* TO DO: Only one span of the material below is wanted. Output it exactly, from the line with "Note: pick out the eyebrow" through the line with "Note: pick out the wall", without any pictures.

━━━━━ MATERIALS PROVIDED

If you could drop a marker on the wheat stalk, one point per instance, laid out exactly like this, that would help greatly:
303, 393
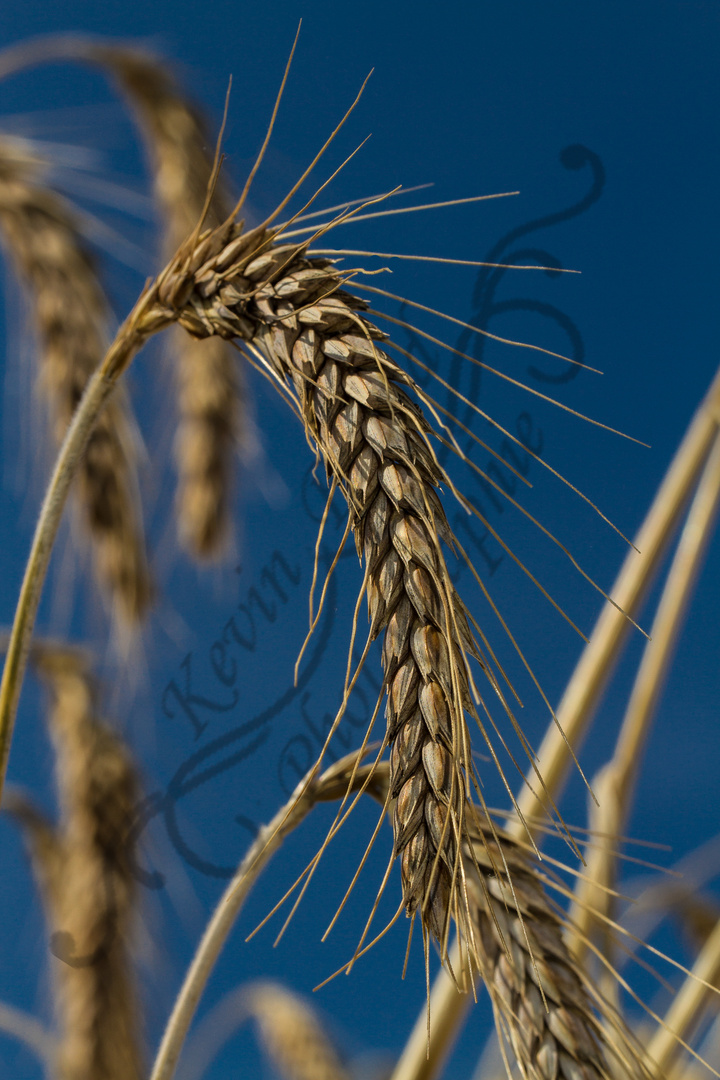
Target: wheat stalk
70, 314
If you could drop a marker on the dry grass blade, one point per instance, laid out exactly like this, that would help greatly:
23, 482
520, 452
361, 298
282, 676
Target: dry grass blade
69, 314
89, 885
293, 1035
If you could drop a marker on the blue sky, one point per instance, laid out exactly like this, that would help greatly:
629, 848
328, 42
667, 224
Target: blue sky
603, 117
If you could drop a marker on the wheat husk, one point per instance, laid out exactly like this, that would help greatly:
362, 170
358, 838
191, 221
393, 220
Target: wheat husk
69, 315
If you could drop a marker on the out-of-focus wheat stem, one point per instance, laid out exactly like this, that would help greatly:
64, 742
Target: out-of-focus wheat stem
29, 1030
615, 782
310, 791
293, 1035
144, 321
688, 1006
581, 698
582, 694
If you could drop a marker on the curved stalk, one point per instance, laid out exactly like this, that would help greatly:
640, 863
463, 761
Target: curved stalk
139, 325
333, 784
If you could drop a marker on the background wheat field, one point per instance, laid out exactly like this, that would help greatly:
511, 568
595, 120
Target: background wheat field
603, 118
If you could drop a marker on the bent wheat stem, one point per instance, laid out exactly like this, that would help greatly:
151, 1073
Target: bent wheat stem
331, 784
141, 323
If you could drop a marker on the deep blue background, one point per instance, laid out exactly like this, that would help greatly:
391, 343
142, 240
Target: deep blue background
475, 99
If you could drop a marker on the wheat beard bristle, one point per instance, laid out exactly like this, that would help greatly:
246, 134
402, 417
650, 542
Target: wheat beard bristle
372, 439
208, 386
91, 899
70, 314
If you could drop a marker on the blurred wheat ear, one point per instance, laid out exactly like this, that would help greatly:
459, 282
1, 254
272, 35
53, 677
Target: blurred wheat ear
206, 372
83, 869
69, 318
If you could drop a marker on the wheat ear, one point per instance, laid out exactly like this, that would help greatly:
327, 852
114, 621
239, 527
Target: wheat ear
206, 373
312, 338
91, 899
544, 1004
208, 387
293, 1035
70, 315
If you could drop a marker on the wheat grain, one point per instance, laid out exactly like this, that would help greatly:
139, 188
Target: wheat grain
70, 313
90, 904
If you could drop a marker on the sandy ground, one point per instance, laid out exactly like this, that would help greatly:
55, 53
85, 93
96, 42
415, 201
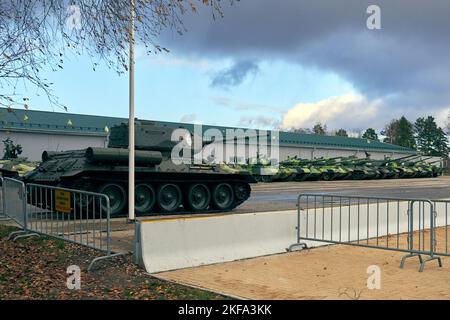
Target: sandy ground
331, 272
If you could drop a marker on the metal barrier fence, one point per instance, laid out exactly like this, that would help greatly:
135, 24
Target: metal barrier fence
405, 225
14, 200
442, 227
2, 209
72, 215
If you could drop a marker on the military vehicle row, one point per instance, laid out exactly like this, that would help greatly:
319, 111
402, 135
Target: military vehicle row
342, 168
161, 185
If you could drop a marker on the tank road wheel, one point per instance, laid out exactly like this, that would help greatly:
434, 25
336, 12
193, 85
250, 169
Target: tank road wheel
222, 196
198, 197
117, 197
169, 197
145, 198
242, 191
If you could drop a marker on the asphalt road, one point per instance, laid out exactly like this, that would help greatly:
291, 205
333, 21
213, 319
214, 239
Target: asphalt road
283, 195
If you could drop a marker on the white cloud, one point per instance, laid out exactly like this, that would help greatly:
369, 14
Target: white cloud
188, 118
347, 111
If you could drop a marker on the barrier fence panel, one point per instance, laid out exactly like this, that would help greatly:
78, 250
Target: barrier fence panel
2, 209
72, 215
14, 200
405, 225
442, 228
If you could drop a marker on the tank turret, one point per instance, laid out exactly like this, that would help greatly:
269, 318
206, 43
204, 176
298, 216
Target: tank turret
162, 185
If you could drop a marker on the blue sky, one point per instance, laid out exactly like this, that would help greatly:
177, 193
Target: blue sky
281, 64
173, 87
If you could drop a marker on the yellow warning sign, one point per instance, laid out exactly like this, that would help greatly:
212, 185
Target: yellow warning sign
62, 201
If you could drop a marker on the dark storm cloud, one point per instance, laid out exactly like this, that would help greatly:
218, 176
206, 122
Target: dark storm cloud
235, 75
407, 62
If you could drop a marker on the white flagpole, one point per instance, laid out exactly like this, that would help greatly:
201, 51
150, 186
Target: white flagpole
131, 133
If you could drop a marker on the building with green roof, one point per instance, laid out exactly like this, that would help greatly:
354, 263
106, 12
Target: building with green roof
37, 131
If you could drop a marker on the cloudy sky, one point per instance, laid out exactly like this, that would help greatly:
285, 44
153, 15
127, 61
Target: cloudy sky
283, 64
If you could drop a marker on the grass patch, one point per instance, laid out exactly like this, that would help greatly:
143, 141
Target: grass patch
35, 268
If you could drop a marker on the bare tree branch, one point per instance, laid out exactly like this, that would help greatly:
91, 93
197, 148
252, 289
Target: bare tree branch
38, 33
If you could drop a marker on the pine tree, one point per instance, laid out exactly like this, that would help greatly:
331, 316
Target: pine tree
370, 134
401, 133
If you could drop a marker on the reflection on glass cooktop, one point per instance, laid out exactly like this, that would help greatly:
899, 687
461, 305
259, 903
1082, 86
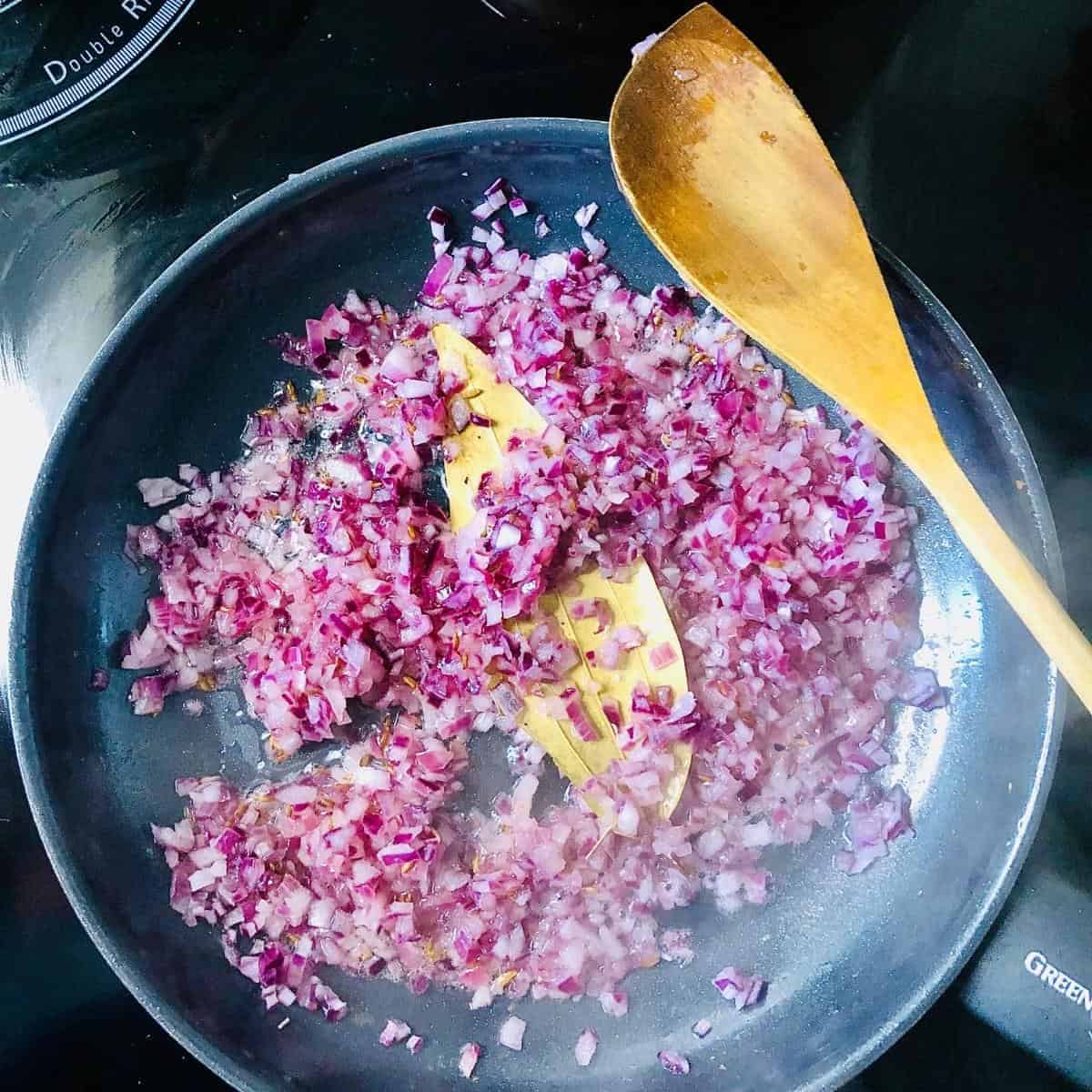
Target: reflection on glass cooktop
958, 126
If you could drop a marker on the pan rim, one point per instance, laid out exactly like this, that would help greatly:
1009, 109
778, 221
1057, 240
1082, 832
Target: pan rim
294, 191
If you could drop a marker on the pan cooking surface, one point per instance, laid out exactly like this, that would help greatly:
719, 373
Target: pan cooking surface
852, 960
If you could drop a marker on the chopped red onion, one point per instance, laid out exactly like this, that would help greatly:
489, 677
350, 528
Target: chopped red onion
585, 214
319, 571
468, 1058
742, 989
511, 1033
587, 1046
674, 1063
643, 46
396, 1031
157, 491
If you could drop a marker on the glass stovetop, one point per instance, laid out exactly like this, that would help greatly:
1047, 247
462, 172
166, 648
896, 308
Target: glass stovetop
959, 125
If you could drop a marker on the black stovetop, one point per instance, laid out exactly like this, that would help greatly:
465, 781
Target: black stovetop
962, 128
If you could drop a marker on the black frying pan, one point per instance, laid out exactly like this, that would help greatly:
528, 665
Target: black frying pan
853, 961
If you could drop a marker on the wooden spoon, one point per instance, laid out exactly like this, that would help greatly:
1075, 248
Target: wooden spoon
731, 180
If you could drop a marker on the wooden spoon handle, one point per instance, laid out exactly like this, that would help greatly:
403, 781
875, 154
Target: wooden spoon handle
1010, 571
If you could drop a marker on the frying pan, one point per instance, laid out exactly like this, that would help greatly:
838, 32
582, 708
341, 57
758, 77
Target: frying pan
853, 961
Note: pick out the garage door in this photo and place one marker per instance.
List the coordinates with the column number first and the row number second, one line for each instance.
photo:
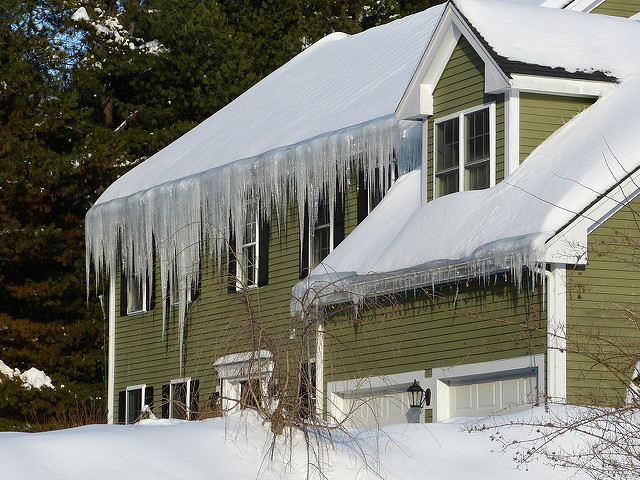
column 381, row 408
column 487, row 398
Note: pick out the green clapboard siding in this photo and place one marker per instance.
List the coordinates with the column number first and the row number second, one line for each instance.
column 602, row 312
column 218, row 322
column 541, row 115
column 618, row 8
column 429, row 330
column 461, row 86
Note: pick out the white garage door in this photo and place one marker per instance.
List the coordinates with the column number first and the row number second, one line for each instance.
column 382, row 408
column 486, row 398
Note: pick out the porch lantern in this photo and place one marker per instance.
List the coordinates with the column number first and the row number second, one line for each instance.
column 417, row 396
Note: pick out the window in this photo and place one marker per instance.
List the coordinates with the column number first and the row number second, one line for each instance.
column 249, row 267
column 321, row 238
column 248, row 258
column 244, row 378
column 250, row 393
column 465, row 151
column 307, row 389
column 136, row 295
column 131, row 402
column 180, row 399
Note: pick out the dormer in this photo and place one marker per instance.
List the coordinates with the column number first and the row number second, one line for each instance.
column 483, row 113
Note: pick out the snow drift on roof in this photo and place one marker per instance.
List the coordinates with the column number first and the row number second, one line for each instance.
column 341, row 81
column 470, row 234
column 574, row 41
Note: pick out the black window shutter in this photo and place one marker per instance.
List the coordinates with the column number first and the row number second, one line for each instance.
column 165, row 401
column 122, row 406
column 338, row 220
column 148, row 397
column 123, row 295
column 231, row 257
column 195, row 391
column 263, row 252
column 363, row 198
column 304, row 253
column 151, row 285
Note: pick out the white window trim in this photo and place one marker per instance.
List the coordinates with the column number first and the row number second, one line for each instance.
column 312, row 231
column 142, row 387
column 337, row 391
column 241, row 277
column 462, row 144
column 129, row 279
column 477, row 372
column 238, row 367
column 172, row 385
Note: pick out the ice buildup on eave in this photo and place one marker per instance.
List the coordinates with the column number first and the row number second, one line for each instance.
column 302, row 128
column 403, row 245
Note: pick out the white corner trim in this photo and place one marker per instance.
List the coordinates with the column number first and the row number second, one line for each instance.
column 560, row 86
column 512, row 131
column 319, row 366
column 557, row 333
column 111, row 368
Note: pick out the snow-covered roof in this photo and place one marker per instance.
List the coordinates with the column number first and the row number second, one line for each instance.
column 404, row 245
column 300, row 128
column 340, row 81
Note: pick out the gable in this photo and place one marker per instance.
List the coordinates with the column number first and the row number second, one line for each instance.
column 462, row 86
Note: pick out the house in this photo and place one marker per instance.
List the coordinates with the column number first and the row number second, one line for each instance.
column 506, row 132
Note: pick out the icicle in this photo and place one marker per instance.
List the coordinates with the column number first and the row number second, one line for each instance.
column 192, row 215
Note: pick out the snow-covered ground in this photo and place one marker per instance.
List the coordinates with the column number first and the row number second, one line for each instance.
column 237, row 447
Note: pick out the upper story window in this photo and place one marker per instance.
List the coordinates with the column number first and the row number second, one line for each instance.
column 464, row 146
column 180, row 399
column 249, row 266
column 248, row 257
column 136, row 295
column 321, row 238
column 322, row 235
column 132, row 401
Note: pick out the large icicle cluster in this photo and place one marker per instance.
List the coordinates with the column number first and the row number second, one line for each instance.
column 524, row 255
column 183, row 219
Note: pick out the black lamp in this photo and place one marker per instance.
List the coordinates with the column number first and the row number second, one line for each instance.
column 417, row 396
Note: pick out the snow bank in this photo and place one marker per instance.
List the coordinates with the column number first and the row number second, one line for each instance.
column 238, row 447
column 32, row 378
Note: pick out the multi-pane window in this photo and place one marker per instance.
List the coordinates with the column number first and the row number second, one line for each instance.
column 250, row 393
column 447, row 157
column 179, row 399
column 322, row 238
column 136, row 295
column 465, row 151
column 134, row 404
column 477, row 154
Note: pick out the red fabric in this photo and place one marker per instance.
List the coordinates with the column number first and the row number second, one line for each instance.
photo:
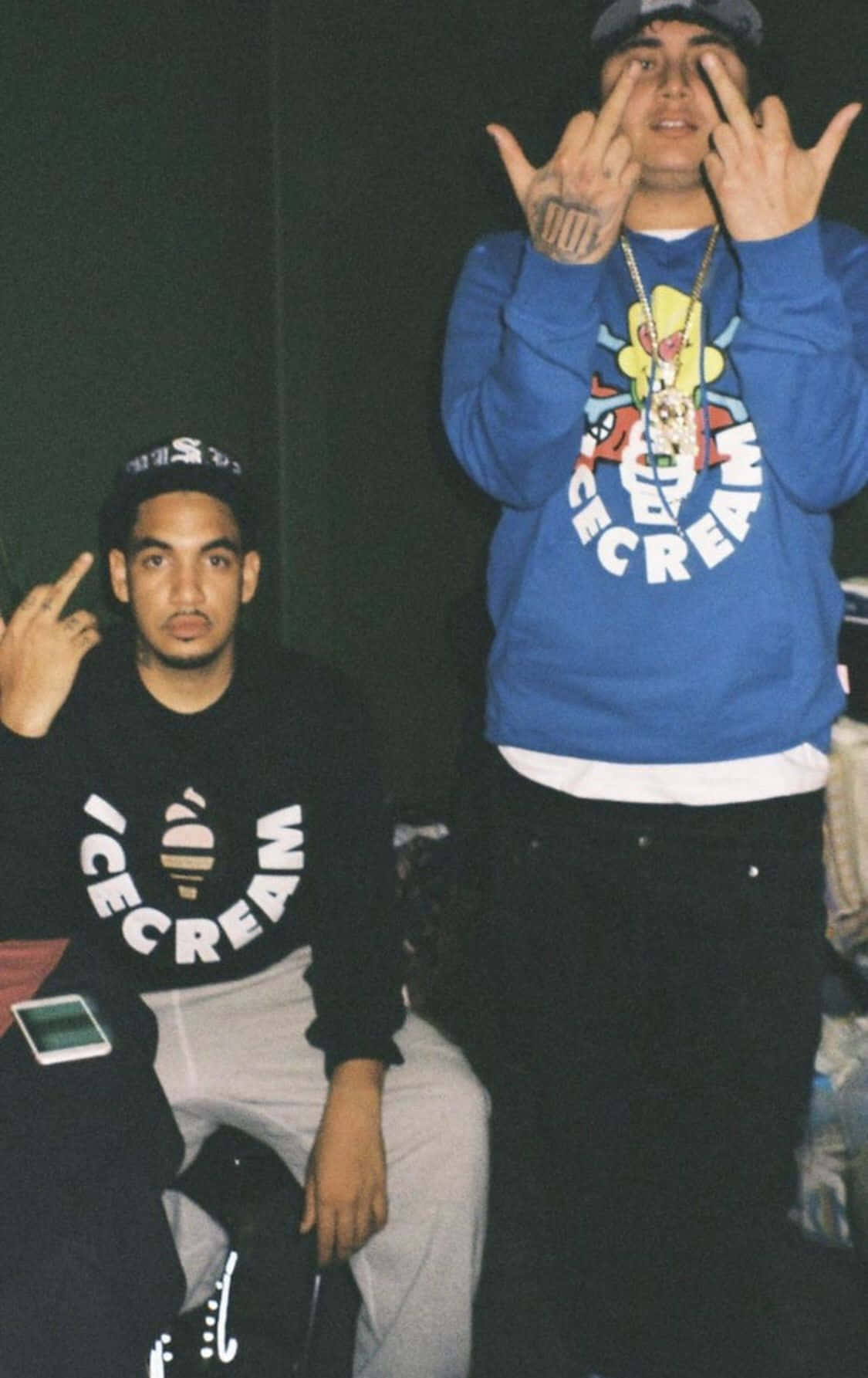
column 24, row 967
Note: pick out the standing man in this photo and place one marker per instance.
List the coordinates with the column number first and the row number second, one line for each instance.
column 664, row 386
column 211, row 816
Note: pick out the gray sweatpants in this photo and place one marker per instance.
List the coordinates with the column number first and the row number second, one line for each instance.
column 235, row 1053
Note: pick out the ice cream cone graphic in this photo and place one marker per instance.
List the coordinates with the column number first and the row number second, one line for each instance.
column 187, row 845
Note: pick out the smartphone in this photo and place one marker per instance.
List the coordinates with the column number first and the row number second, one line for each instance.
column 61, row 1028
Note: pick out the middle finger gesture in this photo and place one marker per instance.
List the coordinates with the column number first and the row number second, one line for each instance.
column 575, row 205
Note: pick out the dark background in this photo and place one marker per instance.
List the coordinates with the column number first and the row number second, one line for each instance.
column 244, row 221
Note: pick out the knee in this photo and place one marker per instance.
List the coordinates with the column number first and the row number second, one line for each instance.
column 445, row 1129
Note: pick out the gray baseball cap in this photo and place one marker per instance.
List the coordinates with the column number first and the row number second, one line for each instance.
column 738, row 17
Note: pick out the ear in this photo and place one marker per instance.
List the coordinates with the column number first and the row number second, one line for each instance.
column 117, row 574
column 251, row 567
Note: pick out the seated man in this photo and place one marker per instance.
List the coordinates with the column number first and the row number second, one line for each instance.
column 211, row 814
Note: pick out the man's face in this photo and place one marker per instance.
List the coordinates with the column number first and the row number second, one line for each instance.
column 185, row 579
column 671, row 110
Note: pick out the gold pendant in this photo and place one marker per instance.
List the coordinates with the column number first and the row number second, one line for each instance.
column 673, row 425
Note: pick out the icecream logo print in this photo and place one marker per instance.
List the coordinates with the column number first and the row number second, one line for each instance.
column 189, row 855
column 671, row 516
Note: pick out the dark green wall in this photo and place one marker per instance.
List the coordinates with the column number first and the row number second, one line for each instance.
column 135, row 249
column 244, row 219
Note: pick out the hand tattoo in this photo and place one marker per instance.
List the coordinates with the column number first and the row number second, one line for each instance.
column 566, row 232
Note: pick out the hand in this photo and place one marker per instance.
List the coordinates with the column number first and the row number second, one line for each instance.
column 764, row 182
column 40, row 652
column 345, row 1187
column 576, row 203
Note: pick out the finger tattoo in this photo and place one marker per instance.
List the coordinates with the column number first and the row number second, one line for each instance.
column 566, row 230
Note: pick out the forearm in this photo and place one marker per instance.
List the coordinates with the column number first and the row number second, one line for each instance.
column 801, row 353
column 517, row 370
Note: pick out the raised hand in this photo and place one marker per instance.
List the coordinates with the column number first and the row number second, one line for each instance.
column 764, row 182
column 40, row 652
column 575, row 203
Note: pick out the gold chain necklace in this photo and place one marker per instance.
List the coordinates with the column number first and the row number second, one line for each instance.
column 671, row 414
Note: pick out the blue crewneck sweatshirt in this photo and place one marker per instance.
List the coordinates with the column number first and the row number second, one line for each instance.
column 663, row 612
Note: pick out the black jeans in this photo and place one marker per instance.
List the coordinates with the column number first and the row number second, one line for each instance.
column 662, row 974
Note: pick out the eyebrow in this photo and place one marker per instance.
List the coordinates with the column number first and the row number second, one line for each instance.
column 699, row 40
column 154, row 543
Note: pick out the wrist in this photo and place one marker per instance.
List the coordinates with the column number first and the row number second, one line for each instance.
column 359, row 1074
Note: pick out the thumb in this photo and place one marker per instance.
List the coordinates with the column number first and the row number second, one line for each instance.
column 512, row 154
column 309, row 1214
column 829, row 145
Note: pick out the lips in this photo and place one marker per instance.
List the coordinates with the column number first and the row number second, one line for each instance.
column 674, row 126
column 186, row 626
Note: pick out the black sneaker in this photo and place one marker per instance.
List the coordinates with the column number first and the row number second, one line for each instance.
column 200, row 1341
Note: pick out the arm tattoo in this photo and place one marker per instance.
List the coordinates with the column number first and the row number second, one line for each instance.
column 566, row 232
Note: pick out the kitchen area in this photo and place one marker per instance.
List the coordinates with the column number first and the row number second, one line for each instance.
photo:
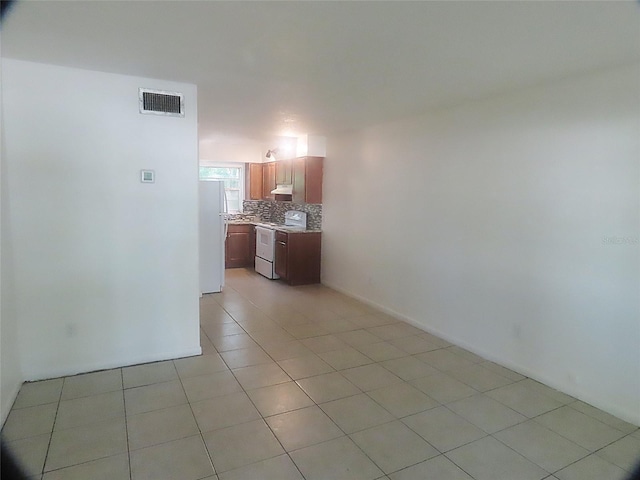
column 279, row 230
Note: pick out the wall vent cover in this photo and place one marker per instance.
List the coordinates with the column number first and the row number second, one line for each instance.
column 159, row 102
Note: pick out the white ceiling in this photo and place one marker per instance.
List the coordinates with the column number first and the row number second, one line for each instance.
column 322, row 67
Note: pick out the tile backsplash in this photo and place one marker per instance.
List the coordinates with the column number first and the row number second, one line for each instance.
column 268, row 211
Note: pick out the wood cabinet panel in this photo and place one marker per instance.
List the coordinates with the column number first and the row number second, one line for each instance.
column 307, row 179
column 281, row 264
column 284, row 172
column 298, row 257
column 255, row 181
column 269, row 180
column 240, row 248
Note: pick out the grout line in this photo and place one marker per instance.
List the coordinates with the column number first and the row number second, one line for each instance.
column 55, row 418
column 126, row 424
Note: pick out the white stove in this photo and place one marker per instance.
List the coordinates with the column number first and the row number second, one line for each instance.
column 266, row 241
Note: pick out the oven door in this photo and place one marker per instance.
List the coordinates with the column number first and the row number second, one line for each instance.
column 265, row 243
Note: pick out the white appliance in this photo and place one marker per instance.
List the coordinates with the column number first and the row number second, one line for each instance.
column 266, row 242
column 213, row 232
column 265, row 252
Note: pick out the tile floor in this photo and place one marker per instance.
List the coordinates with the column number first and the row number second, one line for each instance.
column 305, row 383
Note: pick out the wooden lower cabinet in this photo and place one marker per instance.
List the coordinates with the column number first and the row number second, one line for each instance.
column 240, row 247
column 297, row 259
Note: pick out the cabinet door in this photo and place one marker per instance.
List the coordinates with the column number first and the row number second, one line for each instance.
column 313, row 180
column 269, row 180
column 303, row 258
column 283, row 172
column 255, row 181
column 299, row 180
column 239, row 247
column 281, row 261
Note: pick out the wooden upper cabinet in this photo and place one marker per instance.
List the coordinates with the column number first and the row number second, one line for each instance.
column 255, row 181
column 284, row 172
column 307, row 180
column 269, row 180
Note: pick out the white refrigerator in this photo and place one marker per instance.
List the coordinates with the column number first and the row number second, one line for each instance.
column 213, row 233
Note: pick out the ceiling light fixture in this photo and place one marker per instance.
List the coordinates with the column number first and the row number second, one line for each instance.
column 271, row 153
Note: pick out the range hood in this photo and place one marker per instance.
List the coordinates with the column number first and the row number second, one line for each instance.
column 283, row 190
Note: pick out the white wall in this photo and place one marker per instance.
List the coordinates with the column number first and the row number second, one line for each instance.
column 231, row 150
column 10, row 371
column 492, row 224
column 105, row 268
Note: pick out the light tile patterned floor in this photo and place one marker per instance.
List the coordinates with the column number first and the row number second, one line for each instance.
column 305, row 383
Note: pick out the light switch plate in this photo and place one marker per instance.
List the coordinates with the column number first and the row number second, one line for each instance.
column 147, row 176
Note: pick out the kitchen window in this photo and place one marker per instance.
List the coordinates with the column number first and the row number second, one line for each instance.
column 232, row 174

━━━━━━━━━━

* SOLUTION:
Note: pick out the eyebrow in this photo and place one marker per instance.
List the coordinates with the column number first and the row number second, one line for each instance.
column 699, row 40
column 154, row 543
Note: pick out the wrist in this photo and place one marker per instance.
List the coordinates with the column number first and the row number second, one line for each instance.
column 359, row 1074
Note: pick out the thumb in this photo and place one marker per instance.
List the coordinates with the column number first and the row number second, one line for each instance.
column 512, row 154
column 309, row 1214
column 829, row 145
Note: pick out the lips in this photo and place one marker per instance.
List the coordinates with the column number first and the row number second, one line for each instance.
column 674, row 126
column 186, row 626
Note: pick out the black sneaker in this photo and place one marker per instance.
List the coordinates with the column number first and the row number second, one line for each instance.
column 200, row 1341
Note: pick out the arm tattoo in this photo and place one marker per instance.
List the coordinates with the column number first and the row number second, one line for each instance.
column 566, row 232
Note: pick out the kitchen area in this photo and place one marker per instance.
List the coordinates with the column number first and the row number second, one line for each instance.
photo:
column 279, row 230
Note: pick out the wall vent cover in this photo and place one marker per instance.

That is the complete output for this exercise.